Source passage —
The wide jet of suspension may be directed either vertically or obliquely upon the travelling strip of metal. The arrangement of the jet is determined by the desired effect and depends also upon the other process conditions, such as the impact speed of the jet and the feed speed of the strip. Of course, several wide jets of suspension may be caused to act one after the other upon the travelling metal strip. In the process according to the invention, the electrochemical treatment in an electrolyte may either precede or follow the wet grinding of the metal strip. If the treatment is an electrolytic oxidation of an aluminum strip, it is performed after grinding the surface of the metal strip. If the electro-chemical treatment is a galvanic metaldeposition, it is normally carried through before the grinding process, and the electro-deposited metal layer is then ground with a suspension of an abrasive in the electrolyte used for depositing the metal layer.

Given information —
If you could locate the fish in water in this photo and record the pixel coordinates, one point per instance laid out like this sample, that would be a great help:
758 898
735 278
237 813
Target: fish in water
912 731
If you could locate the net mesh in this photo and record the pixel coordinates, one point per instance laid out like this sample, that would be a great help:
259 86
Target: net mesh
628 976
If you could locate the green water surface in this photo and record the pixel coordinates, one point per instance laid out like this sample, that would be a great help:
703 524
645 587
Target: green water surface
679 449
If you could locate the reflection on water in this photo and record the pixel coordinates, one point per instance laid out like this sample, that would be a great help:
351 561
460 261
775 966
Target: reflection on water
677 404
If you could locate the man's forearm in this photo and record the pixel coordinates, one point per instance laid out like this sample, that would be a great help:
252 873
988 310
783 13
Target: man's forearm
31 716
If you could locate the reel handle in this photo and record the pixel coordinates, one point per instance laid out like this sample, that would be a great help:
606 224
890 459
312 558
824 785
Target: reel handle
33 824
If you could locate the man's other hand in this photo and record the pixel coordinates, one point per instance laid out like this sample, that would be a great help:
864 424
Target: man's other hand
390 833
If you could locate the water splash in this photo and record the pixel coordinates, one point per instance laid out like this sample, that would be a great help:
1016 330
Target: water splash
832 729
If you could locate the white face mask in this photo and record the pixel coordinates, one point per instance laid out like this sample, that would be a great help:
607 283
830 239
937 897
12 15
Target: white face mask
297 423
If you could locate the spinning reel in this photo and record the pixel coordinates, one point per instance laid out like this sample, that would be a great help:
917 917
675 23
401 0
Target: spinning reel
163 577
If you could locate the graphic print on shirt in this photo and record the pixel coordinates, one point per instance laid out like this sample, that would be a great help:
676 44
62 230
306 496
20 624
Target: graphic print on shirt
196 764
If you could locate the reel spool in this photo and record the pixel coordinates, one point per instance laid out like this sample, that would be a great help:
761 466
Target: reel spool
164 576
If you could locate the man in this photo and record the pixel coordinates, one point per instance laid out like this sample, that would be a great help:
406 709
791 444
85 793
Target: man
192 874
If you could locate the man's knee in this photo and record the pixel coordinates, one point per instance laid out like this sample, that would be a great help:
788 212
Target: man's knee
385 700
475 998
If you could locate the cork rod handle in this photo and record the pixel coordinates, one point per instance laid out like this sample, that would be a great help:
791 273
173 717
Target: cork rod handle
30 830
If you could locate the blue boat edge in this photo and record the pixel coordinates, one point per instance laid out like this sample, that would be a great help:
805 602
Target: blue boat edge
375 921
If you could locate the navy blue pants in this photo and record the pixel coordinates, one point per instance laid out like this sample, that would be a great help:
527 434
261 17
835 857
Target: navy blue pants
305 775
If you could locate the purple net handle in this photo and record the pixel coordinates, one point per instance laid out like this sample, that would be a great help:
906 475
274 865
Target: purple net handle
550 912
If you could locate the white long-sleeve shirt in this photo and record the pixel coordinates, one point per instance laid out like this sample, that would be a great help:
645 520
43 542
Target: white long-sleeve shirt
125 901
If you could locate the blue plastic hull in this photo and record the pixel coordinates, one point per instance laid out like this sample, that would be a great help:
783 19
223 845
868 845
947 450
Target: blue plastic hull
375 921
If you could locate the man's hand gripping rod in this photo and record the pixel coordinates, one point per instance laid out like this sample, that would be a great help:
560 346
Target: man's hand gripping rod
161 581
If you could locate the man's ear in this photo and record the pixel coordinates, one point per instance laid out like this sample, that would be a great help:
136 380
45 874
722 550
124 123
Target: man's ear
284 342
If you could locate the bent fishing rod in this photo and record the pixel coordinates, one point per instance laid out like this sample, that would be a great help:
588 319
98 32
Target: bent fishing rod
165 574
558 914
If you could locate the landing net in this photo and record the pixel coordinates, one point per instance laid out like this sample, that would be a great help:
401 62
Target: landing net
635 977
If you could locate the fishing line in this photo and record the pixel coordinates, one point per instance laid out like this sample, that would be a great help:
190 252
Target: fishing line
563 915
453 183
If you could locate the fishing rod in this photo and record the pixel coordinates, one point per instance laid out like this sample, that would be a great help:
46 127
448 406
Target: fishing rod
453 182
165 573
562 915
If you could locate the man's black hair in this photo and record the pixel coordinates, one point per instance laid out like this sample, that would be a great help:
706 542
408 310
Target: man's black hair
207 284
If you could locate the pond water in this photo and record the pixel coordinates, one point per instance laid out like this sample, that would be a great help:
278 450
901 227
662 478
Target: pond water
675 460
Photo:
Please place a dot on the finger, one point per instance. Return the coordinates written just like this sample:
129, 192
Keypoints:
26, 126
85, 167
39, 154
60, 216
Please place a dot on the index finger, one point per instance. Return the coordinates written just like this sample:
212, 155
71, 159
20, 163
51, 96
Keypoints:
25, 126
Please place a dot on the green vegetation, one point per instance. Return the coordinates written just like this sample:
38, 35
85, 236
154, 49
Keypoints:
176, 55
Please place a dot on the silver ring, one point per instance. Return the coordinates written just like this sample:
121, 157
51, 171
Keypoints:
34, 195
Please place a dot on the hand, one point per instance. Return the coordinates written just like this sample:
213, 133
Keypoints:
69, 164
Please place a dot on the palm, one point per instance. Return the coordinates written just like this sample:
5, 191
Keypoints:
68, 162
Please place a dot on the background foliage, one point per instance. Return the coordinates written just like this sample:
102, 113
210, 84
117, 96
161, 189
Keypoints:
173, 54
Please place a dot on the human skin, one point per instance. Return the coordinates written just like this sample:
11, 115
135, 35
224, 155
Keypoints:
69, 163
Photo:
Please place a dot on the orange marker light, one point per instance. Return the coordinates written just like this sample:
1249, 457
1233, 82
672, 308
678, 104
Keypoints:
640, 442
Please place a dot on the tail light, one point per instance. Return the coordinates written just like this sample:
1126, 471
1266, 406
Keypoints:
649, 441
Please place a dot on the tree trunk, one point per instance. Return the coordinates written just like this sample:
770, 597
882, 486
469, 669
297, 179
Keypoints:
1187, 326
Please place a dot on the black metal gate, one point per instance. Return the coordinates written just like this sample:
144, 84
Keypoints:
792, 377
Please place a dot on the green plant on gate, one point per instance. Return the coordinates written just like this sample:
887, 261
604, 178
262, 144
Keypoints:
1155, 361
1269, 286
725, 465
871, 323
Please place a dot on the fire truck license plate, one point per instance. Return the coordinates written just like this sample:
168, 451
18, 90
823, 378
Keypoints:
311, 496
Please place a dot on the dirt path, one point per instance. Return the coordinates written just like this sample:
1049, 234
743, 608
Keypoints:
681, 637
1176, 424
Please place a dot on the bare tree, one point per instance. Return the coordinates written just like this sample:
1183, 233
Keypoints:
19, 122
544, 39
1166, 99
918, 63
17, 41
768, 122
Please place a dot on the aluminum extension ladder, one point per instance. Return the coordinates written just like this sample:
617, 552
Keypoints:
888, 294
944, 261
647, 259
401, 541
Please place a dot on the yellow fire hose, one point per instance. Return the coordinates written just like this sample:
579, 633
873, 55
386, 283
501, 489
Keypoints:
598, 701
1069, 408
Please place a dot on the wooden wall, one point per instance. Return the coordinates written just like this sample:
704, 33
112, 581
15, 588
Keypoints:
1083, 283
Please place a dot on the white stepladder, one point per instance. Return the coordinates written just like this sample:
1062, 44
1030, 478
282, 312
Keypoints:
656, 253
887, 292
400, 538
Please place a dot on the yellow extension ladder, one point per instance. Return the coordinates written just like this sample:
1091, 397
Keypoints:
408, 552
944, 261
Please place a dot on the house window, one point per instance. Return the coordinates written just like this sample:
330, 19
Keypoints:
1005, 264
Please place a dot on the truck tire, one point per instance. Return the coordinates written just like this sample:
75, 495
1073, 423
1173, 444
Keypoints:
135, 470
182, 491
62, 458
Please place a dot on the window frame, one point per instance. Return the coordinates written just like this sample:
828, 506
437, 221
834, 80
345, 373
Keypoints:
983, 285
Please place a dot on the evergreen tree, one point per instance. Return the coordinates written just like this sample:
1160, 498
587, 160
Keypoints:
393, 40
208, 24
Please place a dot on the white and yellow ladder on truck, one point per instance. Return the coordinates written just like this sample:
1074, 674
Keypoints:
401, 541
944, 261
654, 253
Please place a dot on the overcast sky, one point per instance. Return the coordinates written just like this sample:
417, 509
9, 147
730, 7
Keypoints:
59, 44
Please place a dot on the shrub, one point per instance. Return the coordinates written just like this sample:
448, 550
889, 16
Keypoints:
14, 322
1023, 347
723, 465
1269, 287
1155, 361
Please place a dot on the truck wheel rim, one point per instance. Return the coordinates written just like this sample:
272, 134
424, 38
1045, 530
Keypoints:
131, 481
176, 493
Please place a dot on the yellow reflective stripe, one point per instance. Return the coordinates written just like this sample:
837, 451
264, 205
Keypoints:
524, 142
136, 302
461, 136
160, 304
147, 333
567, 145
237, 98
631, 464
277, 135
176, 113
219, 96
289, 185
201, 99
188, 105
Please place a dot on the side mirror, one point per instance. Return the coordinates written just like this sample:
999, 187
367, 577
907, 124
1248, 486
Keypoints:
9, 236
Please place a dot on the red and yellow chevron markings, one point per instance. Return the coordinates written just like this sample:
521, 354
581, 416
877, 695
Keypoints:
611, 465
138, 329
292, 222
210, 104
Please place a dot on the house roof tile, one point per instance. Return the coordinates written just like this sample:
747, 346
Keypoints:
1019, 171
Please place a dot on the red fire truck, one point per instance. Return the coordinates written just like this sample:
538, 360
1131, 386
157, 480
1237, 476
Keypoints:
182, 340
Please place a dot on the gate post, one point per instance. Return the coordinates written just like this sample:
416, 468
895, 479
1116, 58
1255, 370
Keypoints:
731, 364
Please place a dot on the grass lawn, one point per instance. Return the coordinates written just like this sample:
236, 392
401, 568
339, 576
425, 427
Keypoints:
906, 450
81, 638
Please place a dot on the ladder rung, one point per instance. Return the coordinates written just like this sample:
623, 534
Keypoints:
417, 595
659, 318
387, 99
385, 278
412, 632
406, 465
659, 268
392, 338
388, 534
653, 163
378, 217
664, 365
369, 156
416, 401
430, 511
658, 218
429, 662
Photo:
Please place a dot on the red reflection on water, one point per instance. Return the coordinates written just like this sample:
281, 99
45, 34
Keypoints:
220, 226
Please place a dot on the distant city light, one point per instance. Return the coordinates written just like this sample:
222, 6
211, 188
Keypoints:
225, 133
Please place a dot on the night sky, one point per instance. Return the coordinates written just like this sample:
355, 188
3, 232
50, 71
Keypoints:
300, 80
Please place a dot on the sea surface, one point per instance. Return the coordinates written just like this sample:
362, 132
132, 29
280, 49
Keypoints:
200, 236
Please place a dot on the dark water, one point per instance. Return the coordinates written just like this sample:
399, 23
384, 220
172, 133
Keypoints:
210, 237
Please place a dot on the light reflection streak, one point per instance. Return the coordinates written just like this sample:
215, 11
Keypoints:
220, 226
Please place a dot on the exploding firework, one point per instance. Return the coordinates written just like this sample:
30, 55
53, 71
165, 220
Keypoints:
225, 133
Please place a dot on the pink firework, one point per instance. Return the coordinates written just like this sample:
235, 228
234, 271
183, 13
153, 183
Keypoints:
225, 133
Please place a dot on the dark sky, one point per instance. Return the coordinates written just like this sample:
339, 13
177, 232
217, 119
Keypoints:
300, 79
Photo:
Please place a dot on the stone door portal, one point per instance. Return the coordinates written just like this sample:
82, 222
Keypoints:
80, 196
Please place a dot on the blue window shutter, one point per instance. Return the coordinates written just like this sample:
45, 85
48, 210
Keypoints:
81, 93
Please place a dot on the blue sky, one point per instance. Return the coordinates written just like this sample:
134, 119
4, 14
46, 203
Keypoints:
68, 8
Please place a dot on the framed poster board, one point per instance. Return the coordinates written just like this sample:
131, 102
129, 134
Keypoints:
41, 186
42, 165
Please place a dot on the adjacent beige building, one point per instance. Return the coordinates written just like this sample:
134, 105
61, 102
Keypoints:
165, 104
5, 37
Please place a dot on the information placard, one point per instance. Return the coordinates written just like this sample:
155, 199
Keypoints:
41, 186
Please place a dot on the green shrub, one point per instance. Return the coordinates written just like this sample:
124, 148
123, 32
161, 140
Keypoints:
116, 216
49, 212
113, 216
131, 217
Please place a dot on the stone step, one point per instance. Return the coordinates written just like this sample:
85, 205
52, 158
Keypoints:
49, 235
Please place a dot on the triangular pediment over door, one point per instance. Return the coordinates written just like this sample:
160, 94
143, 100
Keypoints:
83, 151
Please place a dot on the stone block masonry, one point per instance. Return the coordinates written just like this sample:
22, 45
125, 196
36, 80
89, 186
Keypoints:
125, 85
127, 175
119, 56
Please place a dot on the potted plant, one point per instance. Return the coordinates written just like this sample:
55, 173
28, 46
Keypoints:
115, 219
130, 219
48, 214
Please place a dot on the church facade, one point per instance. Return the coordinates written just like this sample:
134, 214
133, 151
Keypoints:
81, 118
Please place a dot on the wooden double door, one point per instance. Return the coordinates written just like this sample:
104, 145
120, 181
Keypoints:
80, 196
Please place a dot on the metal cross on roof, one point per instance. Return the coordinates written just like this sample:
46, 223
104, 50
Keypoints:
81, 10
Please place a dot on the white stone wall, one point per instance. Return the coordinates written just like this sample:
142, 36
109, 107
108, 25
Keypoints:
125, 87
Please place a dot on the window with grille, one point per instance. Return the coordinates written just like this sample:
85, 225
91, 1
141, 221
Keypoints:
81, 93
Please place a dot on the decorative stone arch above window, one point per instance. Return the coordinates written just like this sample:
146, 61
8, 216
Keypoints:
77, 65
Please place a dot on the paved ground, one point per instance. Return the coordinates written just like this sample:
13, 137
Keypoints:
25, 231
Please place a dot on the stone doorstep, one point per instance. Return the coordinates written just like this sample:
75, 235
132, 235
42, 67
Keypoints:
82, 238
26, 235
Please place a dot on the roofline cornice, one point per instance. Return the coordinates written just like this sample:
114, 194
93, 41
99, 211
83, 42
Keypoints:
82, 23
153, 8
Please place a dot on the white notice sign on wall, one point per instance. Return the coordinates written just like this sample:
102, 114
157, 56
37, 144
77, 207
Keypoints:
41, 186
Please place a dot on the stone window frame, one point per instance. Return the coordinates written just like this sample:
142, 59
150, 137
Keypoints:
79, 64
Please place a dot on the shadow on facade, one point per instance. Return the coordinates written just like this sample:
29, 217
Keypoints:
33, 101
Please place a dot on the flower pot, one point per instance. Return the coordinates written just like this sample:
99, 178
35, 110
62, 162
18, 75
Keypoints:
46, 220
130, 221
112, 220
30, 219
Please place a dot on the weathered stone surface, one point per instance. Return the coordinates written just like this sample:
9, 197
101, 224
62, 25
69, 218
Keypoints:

Short task A — In the passage on treating metal strip, is the electrolytic oxidation of an aluminum strip done before or after grinding?
Short task B — Pick up the passage on treating metal strip after its final sentence and keep writing it.

Reply A — After grinding the surface of the metal strip.

Reply B —
Advantageously, the electrolyte is caused to circulate between the grinding tool and the container in which the electro-chemical treatment takes place. When a substance forming a component of the electrolyte is spent in the process, a quantity of the same substance which replenishes the quantity consumed, may be added to the electrolyte at an appropriate point within the cycle. Correspondingly, waste products which may form in the course of the process may be drained off at a suitable point within the cycle.

In the following, the process will be further illustrated with reference to the accompanying drawings. FIGS. 1 and 2 of the drawings are diagrammatic representations of the most essential parts of two apparatuses suitable for performing the process of the invention.

The apparatus shown in FIG. 1 is used for graining a metal strip 1, for example an aluminum strip unrolled from a supply roll, not shown in FIG. 1. The strip of material is fed from above to a horizontal drum 4 which is caused to rotate, and is wound around the drum after being deflected to the right hand side by means of a guide pulley 3. Thereafter, the strip of material is wrapped around almost the entire circumference of the drum 4. After being lifted from the surface of the drum, the strip of material is deflected upward by means of the guide pulley 3a.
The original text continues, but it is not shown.